▶ [TASK GOAL]:
Render the data below, from the line containing "Look at the image above and tell me: does any blue-lit" up to and including the line containing "12, 304, 476, 342", as a two-column CSV with the headers query_text and reference_answer. Each row should hold one request's text and its full answer, each in a single quoted field with line breaks replaced by spaces.

▶ [DATA LISTING]:

※

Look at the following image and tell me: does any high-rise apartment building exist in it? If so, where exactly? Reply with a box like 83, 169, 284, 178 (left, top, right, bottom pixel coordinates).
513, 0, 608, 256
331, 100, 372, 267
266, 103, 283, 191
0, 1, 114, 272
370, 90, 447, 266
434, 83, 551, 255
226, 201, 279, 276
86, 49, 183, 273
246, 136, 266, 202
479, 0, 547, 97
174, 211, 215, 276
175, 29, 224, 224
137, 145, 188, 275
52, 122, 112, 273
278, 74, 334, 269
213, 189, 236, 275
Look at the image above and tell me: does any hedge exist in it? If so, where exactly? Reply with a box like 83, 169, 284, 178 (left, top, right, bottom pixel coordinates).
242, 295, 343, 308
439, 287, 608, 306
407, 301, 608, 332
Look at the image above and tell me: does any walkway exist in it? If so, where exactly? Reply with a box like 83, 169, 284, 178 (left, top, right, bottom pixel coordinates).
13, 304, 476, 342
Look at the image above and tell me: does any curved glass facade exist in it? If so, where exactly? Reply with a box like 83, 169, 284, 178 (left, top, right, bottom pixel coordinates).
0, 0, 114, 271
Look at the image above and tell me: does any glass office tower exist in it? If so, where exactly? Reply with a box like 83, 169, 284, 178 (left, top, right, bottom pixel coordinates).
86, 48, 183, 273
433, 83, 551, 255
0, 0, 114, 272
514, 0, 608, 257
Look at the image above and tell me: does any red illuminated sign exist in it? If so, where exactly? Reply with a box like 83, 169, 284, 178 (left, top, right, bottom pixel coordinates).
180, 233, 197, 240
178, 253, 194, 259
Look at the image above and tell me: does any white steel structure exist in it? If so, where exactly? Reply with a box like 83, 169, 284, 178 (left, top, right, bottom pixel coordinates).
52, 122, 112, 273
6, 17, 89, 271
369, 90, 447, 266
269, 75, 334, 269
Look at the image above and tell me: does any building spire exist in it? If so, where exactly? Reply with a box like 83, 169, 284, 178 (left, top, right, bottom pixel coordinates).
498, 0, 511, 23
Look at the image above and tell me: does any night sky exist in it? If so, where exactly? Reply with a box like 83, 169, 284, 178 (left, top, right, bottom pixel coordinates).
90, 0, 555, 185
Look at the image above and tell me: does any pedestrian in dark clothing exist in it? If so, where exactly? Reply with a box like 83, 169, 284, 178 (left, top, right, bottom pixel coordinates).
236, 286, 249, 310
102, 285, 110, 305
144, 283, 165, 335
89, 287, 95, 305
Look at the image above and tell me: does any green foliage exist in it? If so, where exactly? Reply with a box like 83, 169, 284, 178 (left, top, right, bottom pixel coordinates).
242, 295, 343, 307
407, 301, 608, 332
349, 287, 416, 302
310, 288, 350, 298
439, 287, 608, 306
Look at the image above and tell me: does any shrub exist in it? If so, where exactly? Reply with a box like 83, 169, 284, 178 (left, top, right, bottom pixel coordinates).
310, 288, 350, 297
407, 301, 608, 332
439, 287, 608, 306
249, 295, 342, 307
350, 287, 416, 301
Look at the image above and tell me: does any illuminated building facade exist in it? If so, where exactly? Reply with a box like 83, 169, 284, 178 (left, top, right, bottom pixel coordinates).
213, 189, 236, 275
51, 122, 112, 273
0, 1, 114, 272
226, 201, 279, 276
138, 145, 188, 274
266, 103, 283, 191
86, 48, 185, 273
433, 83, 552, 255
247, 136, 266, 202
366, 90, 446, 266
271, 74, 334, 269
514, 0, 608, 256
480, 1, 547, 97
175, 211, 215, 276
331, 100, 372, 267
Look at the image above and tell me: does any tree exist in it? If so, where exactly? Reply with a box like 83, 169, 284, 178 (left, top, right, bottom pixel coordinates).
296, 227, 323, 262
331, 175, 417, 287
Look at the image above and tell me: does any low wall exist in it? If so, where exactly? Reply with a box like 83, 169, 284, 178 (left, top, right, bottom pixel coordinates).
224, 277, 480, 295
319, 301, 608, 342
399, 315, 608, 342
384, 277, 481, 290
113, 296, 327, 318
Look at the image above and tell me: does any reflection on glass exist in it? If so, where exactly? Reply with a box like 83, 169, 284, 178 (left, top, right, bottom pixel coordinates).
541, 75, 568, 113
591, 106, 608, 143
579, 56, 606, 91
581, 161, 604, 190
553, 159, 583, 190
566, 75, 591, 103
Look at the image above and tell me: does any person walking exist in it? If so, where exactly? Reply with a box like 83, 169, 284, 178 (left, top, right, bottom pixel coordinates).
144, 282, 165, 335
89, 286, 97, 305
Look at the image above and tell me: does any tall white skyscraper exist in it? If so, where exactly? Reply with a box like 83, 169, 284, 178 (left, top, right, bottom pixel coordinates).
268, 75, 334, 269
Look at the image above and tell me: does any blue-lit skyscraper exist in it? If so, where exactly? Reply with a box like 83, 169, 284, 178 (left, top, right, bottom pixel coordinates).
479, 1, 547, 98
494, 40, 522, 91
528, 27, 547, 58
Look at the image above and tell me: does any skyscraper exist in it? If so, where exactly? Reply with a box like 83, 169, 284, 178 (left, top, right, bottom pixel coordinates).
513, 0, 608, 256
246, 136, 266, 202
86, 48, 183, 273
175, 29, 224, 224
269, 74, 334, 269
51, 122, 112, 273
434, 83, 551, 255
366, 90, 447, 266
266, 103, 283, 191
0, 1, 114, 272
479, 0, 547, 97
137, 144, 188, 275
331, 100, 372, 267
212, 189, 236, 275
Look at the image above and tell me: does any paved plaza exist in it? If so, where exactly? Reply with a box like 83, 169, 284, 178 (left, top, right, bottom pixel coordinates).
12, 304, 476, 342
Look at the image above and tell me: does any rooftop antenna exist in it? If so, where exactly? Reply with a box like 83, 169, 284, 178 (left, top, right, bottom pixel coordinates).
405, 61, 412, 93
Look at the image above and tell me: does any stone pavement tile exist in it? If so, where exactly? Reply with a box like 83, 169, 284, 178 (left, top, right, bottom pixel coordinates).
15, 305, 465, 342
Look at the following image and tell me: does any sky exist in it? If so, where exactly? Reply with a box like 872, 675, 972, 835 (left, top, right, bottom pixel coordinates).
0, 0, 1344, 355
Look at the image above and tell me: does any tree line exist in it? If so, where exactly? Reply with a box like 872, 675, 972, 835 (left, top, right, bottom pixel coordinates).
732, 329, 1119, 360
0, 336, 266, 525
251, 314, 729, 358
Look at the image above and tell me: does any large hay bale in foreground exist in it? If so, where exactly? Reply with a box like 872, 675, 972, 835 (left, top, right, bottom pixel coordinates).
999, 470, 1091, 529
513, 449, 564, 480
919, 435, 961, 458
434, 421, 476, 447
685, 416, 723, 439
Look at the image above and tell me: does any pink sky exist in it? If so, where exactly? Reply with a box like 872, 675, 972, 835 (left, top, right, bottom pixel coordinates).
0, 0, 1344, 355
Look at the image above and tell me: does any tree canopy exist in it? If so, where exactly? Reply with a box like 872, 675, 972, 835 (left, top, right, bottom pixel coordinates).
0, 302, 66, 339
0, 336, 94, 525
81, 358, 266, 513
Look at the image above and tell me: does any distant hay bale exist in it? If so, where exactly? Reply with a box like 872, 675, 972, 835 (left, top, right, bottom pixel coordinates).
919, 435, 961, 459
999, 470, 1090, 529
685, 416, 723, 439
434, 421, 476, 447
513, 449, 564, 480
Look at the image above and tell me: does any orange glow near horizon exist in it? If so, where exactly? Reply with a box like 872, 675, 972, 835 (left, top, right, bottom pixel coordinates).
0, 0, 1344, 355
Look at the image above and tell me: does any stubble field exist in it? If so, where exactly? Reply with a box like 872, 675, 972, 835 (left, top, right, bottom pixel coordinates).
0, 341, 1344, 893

※

▶ [EXERCISE SOLUTION]:
query_text,reference_answer
"Look at the image above and tell me: does any blue-lit skyscraper exist in it? If so, where exactly? Reply with a box like 83, 169, 284, 178 (left, top, right, bottom pixel coordinates).","479, 1, 547, 98 494, 40, 522, 91 528, 27, 547, 58"
"Look at the image above and tell me: does any skyscraper exist in it? If so, where exactly? Reply with a box like 83, 169, 284, 178 (left, top, right, bottom pixel coordinates).","513, 0, 608, 256 246, 136, 266, 202 86, 48, 183, 273 175, 29, 224, 224 269, 74, 334, 269 51, 122, 112, 273 434, 83, 551, 255 366, 90, 447, 266 266, 103, 283, 191 0, 1, 114, 272 479, 0, 547, 97 137, 144, 188, 275 331, 100, 372, 267 212, 189, 236, 275"
"Look at the image above and tell me: does any paved plaza exist in it? If so, where exactly? Reply with a box like 83, 169, 284, 178 (left, top, right, bottom pixel coordinates).","12, 304, 476, 342"